__EXERCISE__: Leaving out every picture, copy the lines of the material below exactly, from the line containing "of the matte" through the line containing "white goose in".

SOURCE RECORDS section start

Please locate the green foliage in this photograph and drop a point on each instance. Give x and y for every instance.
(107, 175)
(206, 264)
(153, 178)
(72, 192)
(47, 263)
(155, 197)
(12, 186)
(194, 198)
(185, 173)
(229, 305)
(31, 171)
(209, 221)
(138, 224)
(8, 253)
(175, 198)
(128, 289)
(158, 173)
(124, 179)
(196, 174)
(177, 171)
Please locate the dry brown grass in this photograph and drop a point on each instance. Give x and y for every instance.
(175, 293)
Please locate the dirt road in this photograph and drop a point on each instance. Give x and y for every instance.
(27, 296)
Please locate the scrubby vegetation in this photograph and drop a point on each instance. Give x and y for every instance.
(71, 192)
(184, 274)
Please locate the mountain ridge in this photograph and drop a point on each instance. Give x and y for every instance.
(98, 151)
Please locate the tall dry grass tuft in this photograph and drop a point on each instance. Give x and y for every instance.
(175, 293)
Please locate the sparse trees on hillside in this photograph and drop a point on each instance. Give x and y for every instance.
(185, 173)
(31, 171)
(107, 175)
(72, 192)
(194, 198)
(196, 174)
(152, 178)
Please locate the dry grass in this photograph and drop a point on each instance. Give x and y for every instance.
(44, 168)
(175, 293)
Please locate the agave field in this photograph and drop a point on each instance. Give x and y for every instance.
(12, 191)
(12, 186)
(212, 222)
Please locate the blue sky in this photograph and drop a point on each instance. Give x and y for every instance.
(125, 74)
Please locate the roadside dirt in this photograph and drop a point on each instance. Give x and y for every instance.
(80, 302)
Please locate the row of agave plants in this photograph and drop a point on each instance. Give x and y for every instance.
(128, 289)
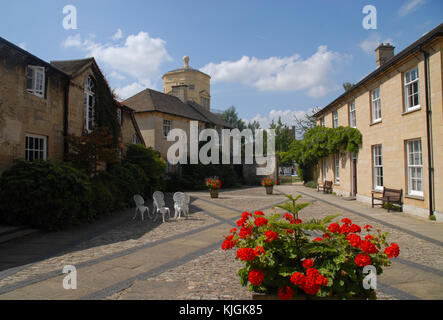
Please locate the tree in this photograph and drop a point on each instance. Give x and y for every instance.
(347, 86)
(305, 123)
(231, 116)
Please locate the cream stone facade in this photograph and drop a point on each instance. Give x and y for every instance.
(394, 152)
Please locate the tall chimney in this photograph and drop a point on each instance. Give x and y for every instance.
(383, 53)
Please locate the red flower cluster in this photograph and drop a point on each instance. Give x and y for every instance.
(246, 254)
(260, 221)
(271, 236)
(362, 260)
(393, 250)
(256, 277)
(311, 282)
(268, 182)
(285, 293)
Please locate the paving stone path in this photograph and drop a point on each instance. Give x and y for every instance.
(181, 259)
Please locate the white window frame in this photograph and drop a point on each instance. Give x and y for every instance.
(167, 126)
(33, 149)
(335, 119)
(411, 83)
(352, 115)
(414, 164)
(377, 166)
(36, 75)
(376, 105)
(89, 109)
(337, 168)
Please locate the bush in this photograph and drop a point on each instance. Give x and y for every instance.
(44, 194)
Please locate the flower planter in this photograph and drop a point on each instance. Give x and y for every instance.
(214, 193)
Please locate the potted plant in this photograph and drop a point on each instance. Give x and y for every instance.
(268, 183)
(283, 260)
(213, 184)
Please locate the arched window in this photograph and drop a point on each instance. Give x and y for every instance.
(89, 103)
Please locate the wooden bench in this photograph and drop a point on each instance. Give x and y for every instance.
(326, 186)
(390, 196)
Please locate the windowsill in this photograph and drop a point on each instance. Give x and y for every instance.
(412, 110)
(376, 122)
(410, 196)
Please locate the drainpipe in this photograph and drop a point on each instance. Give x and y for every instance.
(429, 133)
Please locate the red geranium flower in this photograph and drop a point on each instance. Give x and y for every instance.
(228, 244)
(260, 221)
(368, 247)
(355, 228)
(298, 279)
(271, 236)
(259, 250)
(362, 260)
(256, 277)
(285, 293)
(354, 240)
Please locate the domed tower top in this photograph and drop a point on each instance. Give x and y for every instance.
(188, 84)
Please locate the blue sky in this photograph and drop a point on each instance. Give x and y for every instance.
(267, 58)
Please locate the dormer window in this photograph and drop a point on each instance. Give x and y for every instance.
(35, 83)
(89, 104)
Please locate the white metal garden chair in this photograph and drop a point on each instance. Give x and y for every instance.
(179, 204)
(140, 206)
(159, 205)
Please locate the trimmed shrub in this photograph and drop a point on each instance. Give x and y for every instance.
(44, 194)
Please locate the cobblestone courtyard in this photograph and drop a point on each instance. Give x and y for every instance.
(121, 258)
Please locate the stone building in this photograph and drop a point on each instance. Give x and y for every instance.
(398, 109)
(41, 103)
(157, 113)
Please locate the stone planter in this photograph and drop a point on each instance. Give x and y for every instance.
(214, 193)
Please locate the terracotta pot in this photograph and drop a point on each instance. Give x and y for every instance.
(214, 193)
(264, 296)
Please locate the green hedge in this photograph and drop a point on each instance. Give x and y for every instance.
(53, 195)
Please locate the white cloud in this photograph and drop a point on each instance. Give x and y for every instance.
(73, 42)
(139, 57)
(372, 42)
(118, 35)
(287, 117)
(410, 6)
(280, 74)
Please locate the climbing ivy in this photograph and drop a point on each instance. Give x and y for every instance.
(320, 142)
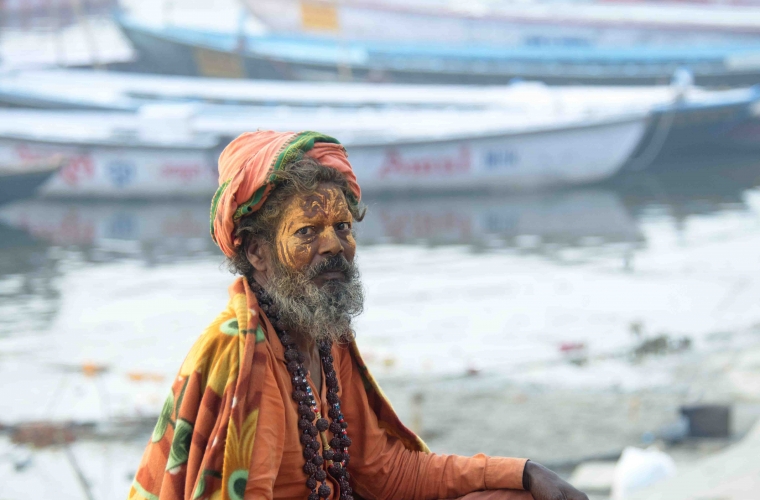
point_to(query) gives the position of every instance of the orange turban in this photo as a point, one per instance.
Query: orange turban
(246, 168)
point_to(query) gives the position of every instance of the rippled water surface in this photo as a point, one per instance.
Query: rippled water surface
(99, 302)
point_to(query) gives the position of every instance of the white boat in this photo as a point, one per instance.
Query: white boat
(164, 151)
(158, 227)
(434, 42)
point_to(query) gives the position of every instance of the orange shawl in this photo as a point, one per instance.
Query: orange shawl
(205, 438)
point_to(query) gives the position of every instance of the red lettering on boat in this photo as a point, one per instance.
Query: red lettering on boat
(395, 164)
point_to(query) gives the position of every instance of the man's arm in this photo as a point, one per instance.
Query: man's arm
(382, 468)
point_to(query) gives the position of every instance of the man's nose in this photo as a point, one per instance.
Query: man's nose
(329, 243)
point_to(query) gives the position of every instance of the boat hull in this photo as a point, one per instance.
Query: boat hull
(526, 161)
(106, 171)
(183, 53)
(16, 186)
(545, 158)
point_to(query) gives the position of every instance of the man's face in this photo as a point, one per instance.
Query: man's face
(312, 276)
(313, 229)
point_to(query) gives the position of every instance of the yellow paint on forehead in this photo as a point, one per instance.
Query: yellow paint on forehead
(321, 210)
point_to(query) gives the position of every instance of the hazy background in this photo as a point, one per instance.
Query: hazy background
(562, 325)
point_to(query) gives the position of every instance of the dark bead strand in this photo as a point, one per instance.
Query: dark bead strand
(307, 410)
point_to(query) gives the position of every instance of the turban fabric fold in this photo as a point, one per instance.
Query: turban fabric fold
(247, 171)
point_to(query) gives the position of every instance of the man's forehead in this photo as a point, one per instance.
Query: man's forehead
(327, 198)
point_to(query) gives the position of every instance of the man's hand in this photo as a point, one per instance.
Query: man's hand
(544, 484)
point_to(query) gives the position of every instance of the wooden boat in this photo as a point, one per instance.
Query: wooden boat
(127, 156)
(23, 180)
(683, 118)
(564, 218)
(720, 58)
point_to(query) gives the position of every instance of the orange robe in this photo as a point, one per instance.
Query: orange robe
(228, 430)
(381, 467)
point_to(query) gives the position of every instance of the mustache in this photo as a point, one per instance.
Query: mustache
(335, 263)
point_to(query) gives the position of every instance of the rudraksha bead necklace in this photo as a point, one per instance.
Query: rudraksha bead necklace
(308, 410)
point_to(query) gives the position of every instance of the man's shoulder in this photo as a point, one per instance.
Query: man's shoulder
(221, 339)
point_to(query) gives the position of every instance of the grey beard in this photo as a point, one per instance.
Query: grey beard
(321, 313)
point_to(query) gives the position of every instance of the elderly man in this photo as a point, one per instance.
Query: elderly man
(274, 401)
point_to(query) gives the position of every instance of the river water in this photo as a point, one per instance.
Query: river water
(99, 302)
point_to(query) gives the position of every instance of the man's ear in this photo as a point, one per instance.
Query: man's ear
(259, 255)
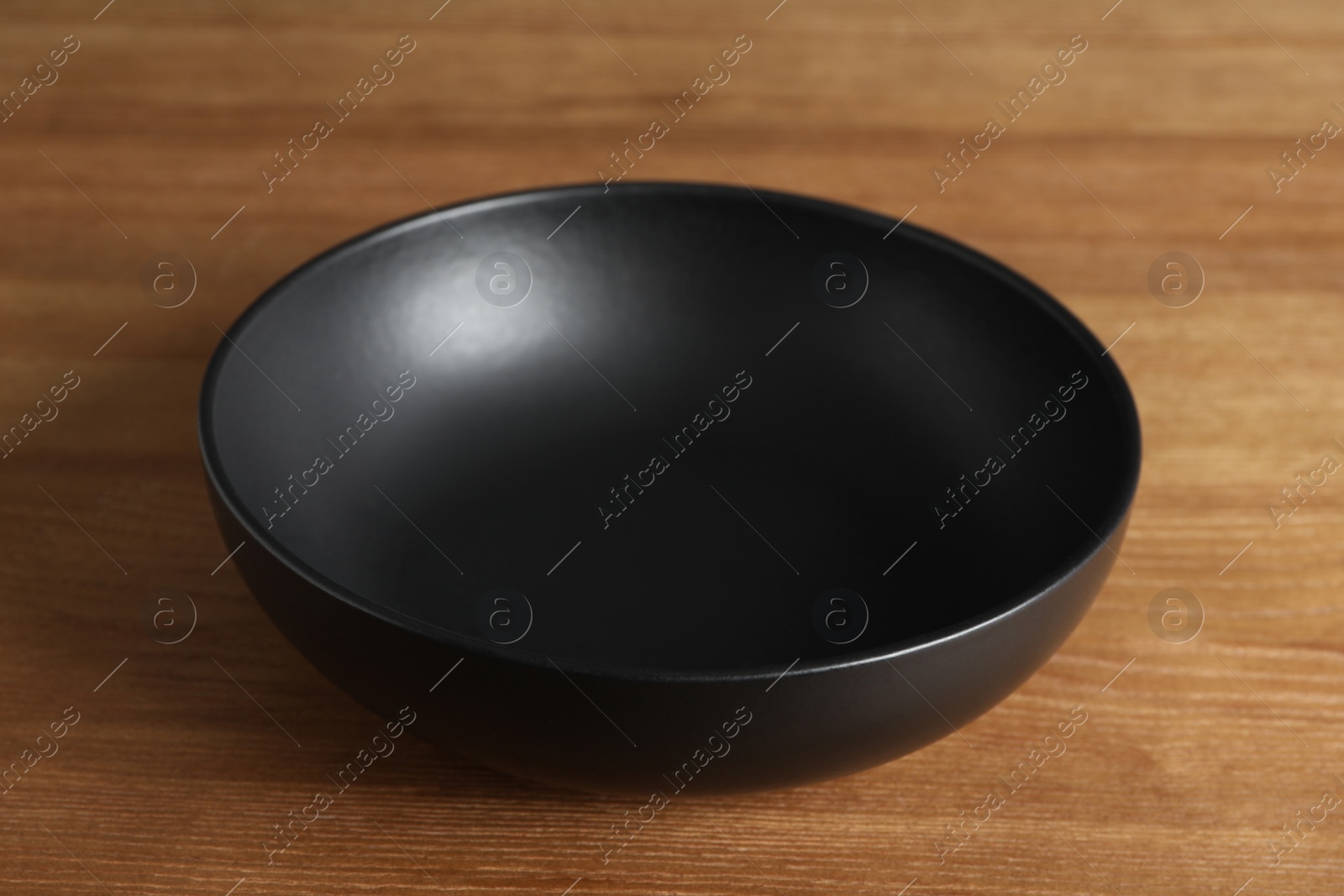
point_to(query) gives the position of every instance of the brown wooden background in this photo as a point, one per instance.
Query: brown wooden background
(155, 134)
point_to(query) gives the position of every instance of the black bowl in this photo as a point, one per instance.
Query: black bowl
(669, 486)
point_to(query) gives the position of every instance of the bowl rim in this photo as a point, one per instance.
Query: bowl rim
(1012, 605)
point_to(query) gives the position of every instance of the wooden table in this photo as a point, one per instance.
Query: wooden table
(152, 137)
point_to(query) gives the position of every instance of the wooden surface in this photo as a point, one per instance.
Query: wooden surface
(1189, 762)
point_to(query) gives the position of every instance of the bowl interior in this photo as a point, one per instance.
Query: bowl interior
(690, 429)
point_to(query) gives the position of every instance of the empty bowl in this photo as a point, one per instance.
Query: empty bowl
(669, 488)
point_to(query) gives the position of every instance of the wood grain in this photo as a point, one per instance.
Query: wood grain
(156, 132)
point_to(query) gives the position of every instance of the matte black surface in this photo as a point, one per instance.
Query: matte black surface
(689, 439)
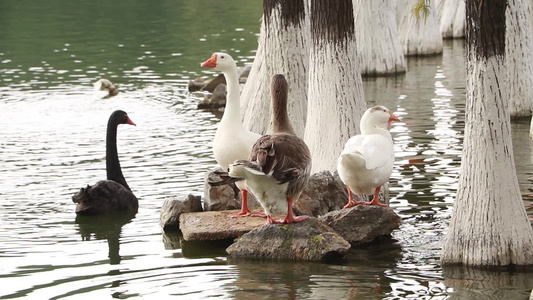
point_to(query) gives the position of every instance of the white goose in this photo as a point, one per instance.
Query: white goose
(105, 85)
(232, 141)
(280, 164)
(367, 160)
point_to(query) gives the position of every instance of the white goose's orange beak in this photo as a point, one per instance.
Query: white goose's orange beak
(393, 118)
(211, 62)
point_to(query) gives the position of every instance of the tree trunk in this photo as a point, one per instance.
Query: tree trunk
(419, 35)
(489, 225)
(519, 58)
(379, 51)
(283, 49)
(336, 99)
(452, 18)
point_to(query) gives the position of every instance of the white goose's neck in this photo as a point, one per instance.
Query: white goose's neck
(232, 111)
(372, 128)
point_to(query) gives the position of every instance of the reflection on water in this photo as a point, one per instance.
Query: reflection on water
(52, 142)
(106, 227)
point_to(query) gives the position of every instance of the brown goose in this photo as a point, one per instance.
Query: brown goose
(113, 194)
(280, 163)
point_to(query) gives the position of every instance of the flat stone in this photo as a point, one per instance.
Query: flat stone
(362, 223)
(308, 240)
(216, 225)
(173, 207)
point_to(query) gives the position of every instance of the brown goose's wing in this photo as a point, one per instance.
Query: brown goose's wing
(286, 156)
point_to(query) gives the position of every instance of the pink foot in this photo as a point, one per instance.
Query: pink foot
(244, 206)
(240, 214)
(294, 219)
(258, 214)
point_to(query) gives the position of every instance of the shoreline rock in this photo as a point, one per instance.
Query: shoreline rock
(362, 223)
(216, 225)
(308, 240)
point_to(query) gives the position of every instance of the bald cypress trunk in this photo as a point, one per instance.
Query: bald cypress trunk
(379, 50)
(283, 49)
(489, 225)
(452, 18)
(519, 58)
(336, 100)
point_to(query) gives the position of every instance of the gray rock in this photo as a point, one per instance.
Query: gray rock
(224, 197)
(362, 223)
(216, 225)
(307, 240)
(173, 207)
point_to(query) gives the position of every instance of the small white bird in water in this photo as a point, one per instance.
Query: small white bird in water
(105, 85)
(367, 160)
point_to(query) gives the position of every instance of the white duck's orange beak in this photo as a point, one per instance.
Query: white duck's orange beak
(393, 118)
(211, 62)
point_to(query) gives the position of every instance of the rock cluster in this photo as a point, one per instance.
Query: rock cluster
(328, 233)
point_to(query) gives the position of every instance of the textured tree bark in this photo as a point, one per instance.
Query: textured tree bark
(452, 18)
(336, 99)
(519, 58)
(489, 225)
(418, 35)
(379, 51)
(283, 49)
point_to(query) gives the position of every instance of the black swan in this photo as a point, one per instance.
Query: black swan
(113, 194)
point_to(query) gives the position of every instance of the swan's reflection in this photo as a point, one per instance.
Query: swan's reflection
(107, 227)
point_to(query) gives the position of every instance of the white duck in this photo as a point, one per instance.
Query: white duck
(280, 163)
(105, 85)
(232, 141)
(367, 160)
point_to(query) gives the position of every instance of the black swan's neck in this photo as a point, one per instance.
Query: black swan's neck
(114, 172)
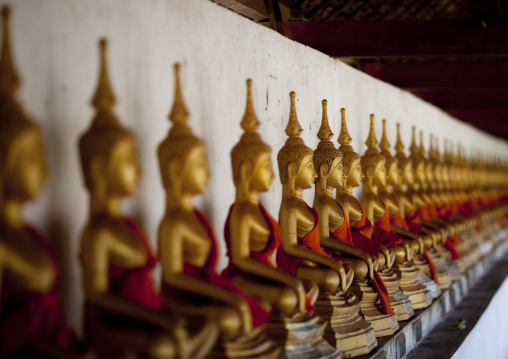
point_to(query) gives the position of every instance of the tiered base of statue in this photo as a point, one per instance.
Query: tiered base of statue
(253, 345)
(442, 274)
(399, 302)
(418, 294)
(346, 330)
(424, 277)
(382, 324)
(301, 337)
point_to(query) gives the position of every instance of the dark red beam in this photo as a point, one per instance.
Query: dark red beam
(426, 76)
(459, 99)
(492, 121)
(401, 38)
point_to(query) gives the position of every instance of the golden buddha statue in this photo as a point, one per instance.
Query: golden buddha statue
(354, 335)
(252, 236)
(374, 171)
(32, 320)
(189, 250)
(419, 298)
(375, 307)
(124, 314)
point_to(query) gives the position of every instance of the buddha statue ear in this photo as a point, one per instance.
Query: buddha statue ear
(98, 173)
(323, 176)
(292, 173)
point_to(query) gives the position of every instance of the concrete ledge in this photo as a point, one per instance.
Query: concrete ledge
(424, 330)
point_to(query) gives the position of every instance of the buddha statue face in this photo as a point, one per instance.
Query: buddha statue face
(303, 174)
(336, 174)
(262, 173)
(24, 170)
(123, 169)
(392, 177)
(355, 176)
(420, 172)
(379, 177)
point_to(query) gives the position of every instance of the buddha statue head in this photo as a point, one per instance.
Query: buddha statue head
(350, 159)
(418, 162)
(372, 162)
(251, 157)
(182, 155)
(327, 159)
(296, 168)
(22, 161)
(391, 163)
(108, 153)
(404, 164)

SOURCE RECORDS section end

__EXPECTED OUTPUT__:
point_to(query) gives the position of every instance of the matte black surface in this photo as a point, one per instance.
Query: matte black surface
(689, 439)
point_to(query) gives the position of every instance of the white goose in this photo as a point, one per instance.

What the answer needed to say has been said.